*TEXT TO READ*:
════════════════

The transcritical ejector expansion refrigeration system is combined with an ERC to utilize the wasted energy in the GC, which will improve the system performance. The NTRC p-h and schematic diagrams are shown in Figure 2.

The processes of NTRC are described by selecting a starting point and returning to this point in the system. The compressed high-temperature CO₂ refrigerant, at state 2, is discharged to the GC, and it exists at state 3 and passes through the first ejector’s nozzle, where it accelerates and creates a low-pressure region that will entrain the evaporator vapor (state 1). The total flow exits the ejector diffuser (state 4) and, later, it leaves the ejector to the separator, where it is split into two saturation states; liquid (state 6) and vapor (state 5). The refrigerant saturated liquid passes through an expansion device and reaches low pressure in the evaporator (state 7), and the compressor compresses the refrigerant vapor to the condenser pressure.

The dissipated heat by the GC is supplied to the refrigerant, which enters and leaves at superheated state conditions (states 12 and 8, respectively). The refrigerant at superheated conditions enters the second ejector’s nozzle as a primary flow, and it gains more speed in the converging-diverging nozzle and thus creating a suction effect at state 9. A booster raises the refrigerant pressure from state 5″ to state 9. The high-pressure flow is mixed with the entrained refrigerant and continues to the ejector’s diffuser section, where the velocity is reduced, and pressure is increased (state 10). The working fluid refrigerant condenses to a liquid at state 11 in the condenser, and the liquid refrigerant splits into two parts; the first one is pumped back to state 11′, and the second stream enters the expansion valve (EV2) through an isenthalpic process to state 11′’. In this configuration, additional cooling capacity is provided, and the system performance is improved.

3. System Mathematical Modeling

The proposed systems are analyzed under the following assumptions:

• The flow in the cycle is frictionless.
• The ejector process is adiabatic.
• The losses in the ejector sections are accounted for by their efficiencies [32], as listed in

  Table 1. The reference parameters and operating conditions of the cycle’s performance analysis.

  Parameter	Value
  Evaporation temperature, Te (°C)	−30 to −5 °C
  The temperature at the exit of the GC, Tgc (°C)	32 to 50
  The pressure of the GC, Pgc (MPa)	9 to 15
  Isentropic pump efficiency, ηis,p (%)	90
  Booster isentropic efficiency, ηis,b (%)	85
  Compressor isentropic efficiency, ηis,c (%)	80
  Diffuser efficiency, ηd (%)	75
  Primary flow isentropic efficiency, ηp %	90
  Secondary flow isentropic efficiency, ηs %	90
  The reference temperature of state, T0 (°C)	25
  The reference pressure, P0 (MPa)	0.1
  System cooling capacity (kW)	100

  .

════════════════

*STORED DATA*:
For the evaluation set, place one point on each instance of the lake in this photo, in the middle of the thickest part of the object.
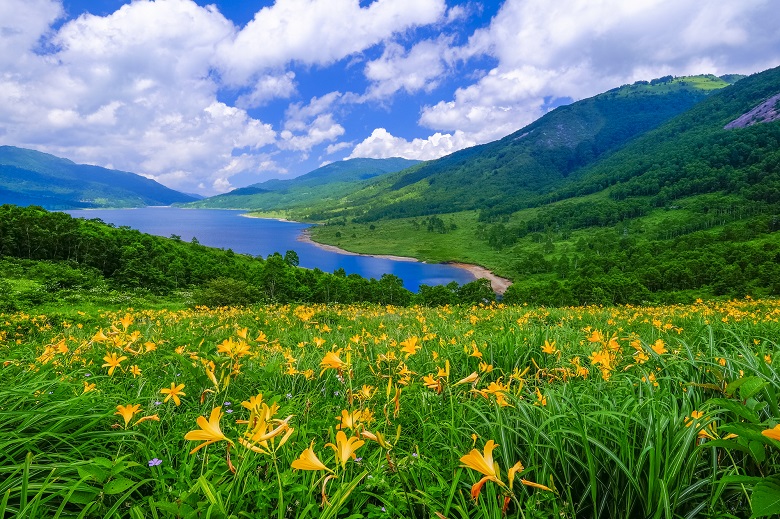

════════════════

*EXERCISE DIRECTIONS*: Keep writing the passage on the transcritical CO₂ ejector refrigeration system, starting right after its last line.

*ANSWER TO THIS TASK*:
• The drop in the secondary flow pressure in the ejector nozzle (P₁ − P_m) is assumed 0.3 bar [32].
• Saturated states of liquid and vapor are assumed at the exit of the evaporator, condenser, and the separator.
• The expansion valve process is isenthalpic.
• The pump and booster isentropic efficiencies are 90% and 85%, respectively [50].
• The isentropic efficiency of the compressor is equal to 0.8 [33].
• The system cooling capacity is 100 kW.
• The GC temperature difference is five degrees (ΔT = T₂ − T₈) [51].
• The ambient reference conditions are T_a = 25 °C and P_a = 1 bar, respectively [33].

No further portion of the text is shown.